Instructions to follow:
The entries below contain a stretch that opens with the line containing "Query: stamen filament" and closes with the line containing "Query: green blurred background"; set down that stretch exactly, both ends included, and nothing else.

Data to use Start Marker

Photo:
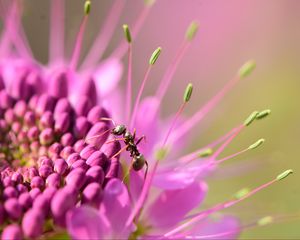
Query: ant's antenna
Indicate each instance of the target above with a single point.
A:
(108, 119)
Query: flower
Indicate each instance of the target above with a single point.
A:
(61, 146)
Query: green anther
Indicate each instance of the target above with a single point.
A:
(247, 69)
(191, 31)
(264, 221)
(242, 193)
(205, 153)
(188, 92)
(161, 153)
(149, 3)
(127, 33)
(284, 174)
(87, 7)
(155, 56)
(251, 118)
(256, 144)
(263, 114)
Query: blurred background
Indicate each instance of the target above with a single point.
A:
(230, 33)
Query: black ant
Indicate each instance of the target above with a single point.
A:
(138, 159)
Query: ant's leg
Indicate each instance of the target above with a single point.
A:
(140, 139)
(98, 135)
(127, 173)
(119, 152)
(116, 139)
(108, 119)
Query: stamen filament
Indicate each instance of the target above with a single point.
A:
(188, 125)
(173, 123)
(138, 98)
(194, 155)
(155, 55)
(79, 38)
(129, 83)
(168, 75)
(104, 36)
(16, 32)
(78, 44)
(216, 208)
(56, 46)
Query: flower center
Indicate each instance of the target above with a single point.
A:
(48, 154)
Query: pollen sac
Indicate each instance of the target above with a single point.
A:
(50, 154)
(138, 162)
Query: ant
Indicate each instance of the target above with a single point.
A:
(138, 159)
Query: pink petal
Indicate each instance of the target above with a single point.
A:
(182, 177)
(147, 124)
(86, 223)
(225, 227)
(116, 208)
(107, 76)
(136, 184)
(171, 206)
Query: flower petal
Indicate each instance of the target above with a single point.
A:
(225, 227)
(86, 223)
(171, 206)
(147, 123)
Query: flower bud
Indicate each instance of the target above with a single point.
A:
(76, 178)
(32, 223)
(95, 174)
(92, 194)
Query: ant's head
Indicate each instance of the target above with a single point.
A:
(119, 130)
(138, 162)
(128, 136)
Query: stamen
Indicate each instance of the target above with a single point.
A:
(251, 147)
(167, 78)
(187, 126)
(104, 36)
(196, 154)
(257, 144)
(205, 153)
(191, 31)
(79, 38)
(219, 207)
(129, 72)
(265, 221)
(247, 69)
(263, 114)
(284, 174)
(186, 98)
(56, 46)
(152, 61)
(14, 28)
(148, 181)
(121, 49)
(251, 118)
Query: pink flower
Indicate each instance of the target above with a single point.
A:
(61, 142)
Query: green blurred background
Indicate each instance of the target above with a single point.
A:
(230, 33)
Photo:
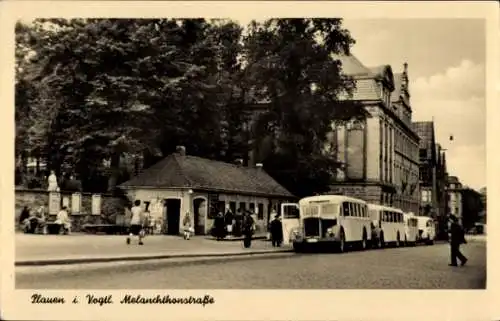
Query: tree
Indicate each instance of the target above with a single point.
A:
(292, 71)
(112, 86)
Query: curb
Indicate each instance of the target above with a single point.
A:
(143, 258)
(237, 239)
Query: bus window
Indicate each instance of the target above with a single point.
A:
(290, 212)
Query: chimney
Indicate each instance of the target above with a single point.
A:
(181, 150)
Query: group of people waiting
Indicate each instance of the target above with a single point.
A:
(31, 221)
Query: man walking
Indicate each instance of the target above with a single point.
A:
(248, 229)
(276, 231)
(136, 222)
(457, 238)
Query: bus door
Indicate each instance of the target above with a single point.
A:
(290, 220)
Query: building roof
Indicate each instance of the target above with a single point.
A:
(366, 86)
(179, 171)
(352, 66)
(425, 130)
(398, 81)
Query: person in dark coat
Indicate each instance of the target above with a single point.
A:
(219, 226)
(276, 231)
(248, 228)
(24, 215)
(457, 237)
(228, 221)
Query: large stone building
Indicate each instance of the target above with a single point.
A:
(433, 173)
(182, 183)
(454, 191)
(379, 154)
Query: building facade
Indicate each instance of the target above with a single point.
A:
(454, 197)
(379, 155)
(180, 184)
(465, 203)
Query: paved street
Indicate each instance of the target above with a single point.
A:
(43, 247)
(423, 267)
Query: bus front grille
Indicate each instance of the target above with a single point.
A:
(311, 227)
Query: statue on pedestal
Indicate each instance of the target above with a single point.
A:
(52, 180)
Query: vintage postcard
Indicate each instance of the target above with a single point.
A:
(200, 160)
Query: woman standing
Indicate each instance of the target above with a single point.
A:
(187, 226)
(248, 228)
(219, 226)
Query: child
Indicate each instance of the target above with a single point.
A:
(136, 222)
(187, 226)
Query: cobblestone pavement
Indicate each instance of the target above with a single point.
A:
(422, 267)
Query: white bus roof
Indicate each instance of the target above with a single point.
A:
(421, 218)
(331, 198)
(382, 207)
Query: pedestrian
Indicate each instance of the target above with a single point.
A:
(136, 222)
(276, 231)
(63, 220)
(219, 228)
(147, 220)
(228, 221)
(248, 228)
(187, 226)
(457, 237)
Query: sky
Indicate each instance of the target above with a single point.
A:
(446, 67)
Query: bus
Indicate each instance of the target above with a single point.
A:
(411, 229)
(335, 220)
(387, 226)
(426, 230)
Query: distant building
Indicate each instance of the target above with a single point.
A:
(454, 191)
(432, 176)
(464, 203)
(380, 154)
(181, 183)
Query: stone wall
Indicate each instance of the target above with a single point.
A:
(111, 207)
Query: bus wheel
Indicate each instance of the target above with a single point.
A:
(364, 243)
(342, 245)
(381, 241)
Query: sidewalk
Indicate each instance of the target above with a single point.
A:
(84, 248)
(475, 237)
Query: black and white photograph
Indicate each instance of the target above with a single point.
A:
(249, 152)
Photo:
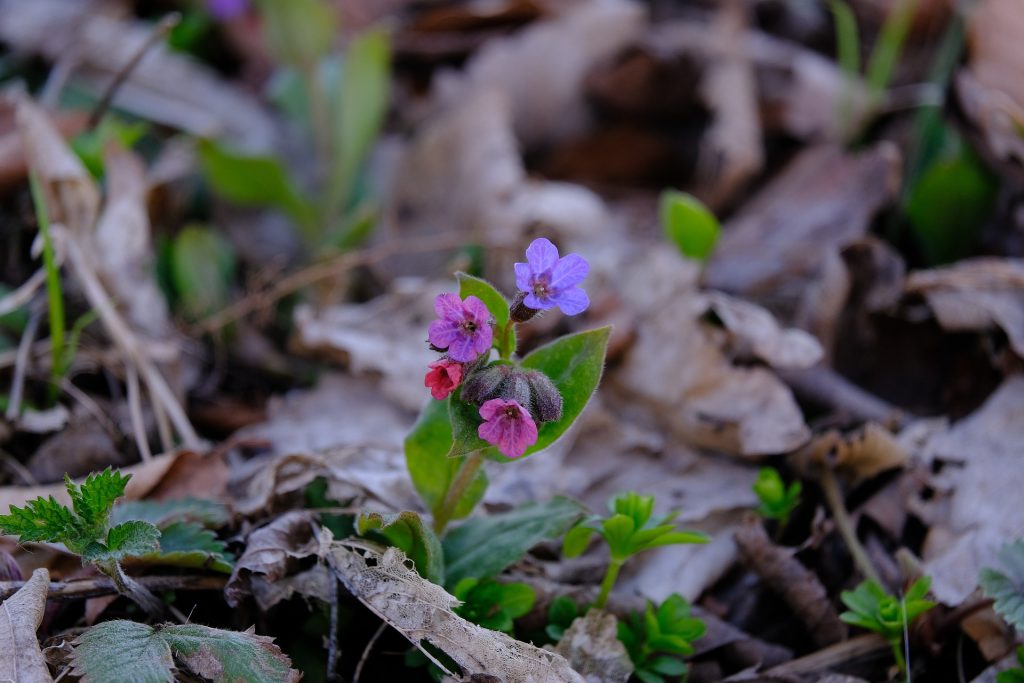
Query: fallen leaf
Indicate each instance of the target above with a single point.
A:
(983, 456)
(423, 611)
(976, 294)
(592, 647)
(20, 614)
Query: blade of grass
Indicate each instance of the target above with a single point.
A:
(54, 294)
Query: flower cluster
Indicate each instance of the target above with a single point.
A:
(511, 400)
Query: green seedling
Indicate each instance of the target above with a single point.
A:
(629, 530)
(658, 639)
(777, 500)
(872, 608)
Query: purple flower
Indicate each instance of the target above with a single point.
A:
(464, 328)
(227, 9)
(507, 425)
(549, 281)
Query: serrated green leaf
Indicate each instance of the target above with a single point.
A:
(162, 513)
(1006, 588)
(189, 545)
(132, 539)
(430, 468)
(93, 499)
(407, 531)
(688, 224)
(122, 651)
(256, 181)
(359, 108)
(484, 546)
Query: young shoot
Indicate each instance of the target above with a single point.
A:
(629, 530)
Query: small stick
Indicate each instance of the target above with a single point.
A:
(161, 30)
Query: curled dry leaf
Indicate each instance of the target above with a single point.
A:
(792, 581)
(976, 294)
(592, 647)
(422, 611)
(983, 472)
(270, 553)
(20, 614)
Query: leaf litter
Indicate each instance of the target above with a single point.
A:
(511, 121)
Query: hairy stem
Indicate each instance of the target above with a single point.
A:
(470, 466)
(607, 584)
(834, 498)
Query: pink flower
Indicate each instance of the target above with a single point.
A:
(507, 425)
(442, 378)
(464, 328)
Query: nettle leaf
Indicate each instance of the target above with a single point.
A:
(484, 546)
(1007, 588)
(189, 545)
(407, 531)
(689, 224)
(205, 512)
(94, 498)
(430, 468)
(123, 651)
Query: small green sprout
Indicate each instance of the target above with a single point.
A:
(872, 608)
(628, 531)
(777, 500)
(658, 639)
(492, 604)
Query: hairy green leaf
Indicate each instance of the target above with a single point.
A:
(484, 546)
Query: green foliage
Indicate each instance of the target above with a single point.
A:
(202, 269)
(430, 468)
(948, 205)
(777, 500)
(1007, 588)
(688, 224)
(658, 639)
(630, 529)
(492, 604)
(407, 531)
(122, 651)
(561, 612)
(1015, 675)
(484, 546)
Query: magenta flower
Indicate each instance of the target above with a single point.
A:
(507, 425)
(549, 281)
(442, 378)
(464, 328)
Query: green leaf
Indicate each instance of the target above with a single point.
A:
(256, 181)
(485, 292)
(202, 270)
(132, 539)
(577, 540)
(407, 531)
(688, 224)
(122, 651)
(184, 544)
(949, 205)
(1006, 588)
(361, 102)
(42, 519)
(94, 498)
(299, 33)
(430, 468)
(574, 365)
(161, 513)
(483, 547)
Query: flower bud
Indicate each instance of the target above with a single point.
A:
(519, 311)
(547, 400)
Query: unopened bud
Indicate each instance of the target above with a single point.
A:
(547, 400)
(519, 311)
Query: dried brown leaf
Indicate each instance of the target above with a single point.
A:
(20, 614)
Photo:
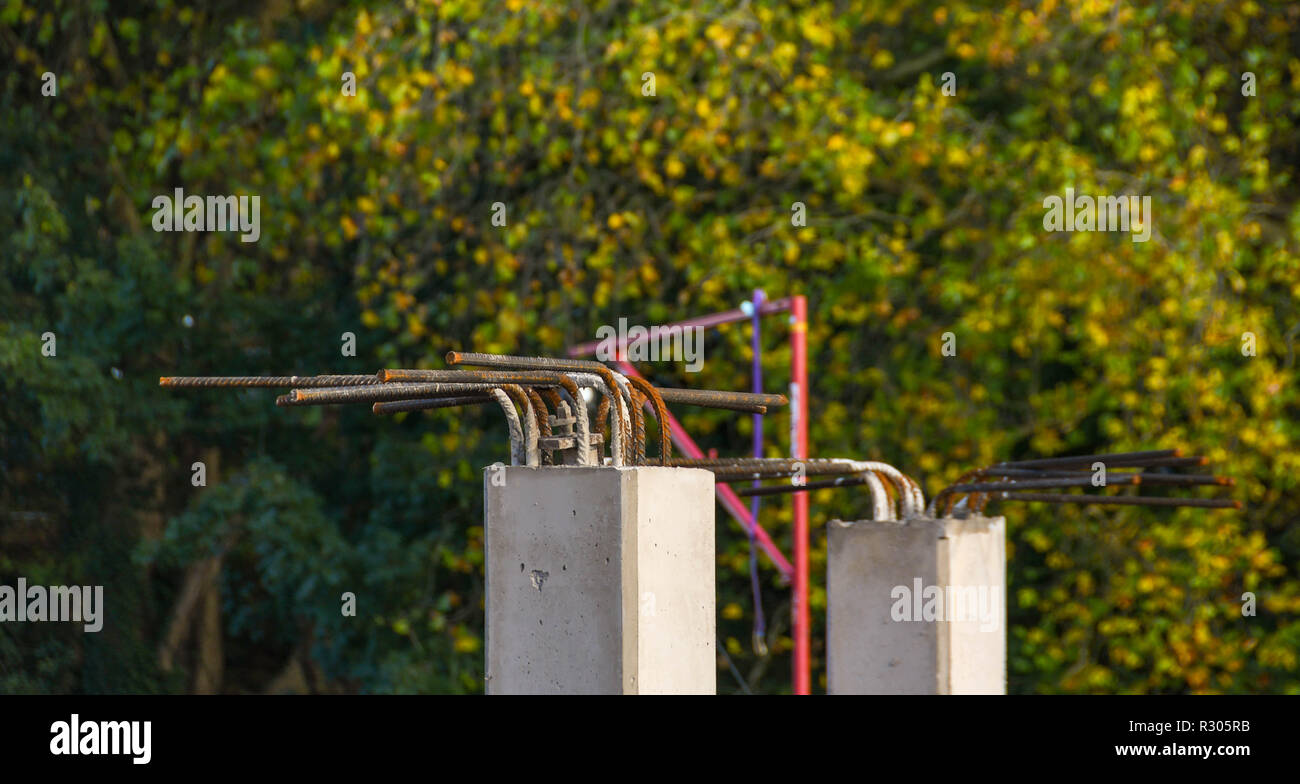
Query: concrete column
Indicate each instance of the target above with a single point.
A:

Data to use End Marker

Worked solution:
Query: stamen filament
Indicate each instance of the target above with a single point.
A:
(188, 125)
(173, 123)
(138, 98)
(194, 155)
(155, 55)
(79, 38)
(129, 83)
(168, 75)
(104, 36)
(16, 32)
(78, 44)
(216, 208)
(56, 46)
Query: flower center
Indicate each instance of the target above with a single point.
A:
(48, 154)
Query: pollen sac
Indicate each instance of the target above with a single point.
A:
(50, 154)
(138, 162)
Query: ant
Indicate each instance of the target above with a single point.
A:
(138, 159)
Query: pink petal
Indicate each instance of the target above with a single point.
A:
(182, 177)
(147, 124)
(86, 223)
(225, 227)
(116, 208)
(107, 76)
(136, 184)
(171, 206)
Query: flower petal
Indicate each instance of the target above with a single point.
A:
(225, 227)
(86, 223)
(171, 206)
(147, 123)
Query: flower bud
Indicate each instance of the target above with a single point.
A:
(76, 178)
(32, 223)
(95, 174)
(92, 194)
Query: ant's head
Indicate each instance of the target above with a single point.
A:
(119, 130)
(138, 162)
(128, 136)
Query: stamen
Indicate each instance of the target above with a single point.
A:
(251, 147)
(167, 78)
(187, 126)
(104, 36)
(196, 154)
(257, 144)
(205, 153)
(191, 31)
(79, 38)
(219, 207)
(129, 72)
(265, 221)
(247, 69)
(263, 114)
(284, 174)
(186, 98)
(56, 46)
(152, 61)
(14, 28)
(148, 181)
(121, 49)
(251, 118)
Query: pink flower
Indicate each instance of the target above with a single point.
A:
(61, 142)
Query: green blurred background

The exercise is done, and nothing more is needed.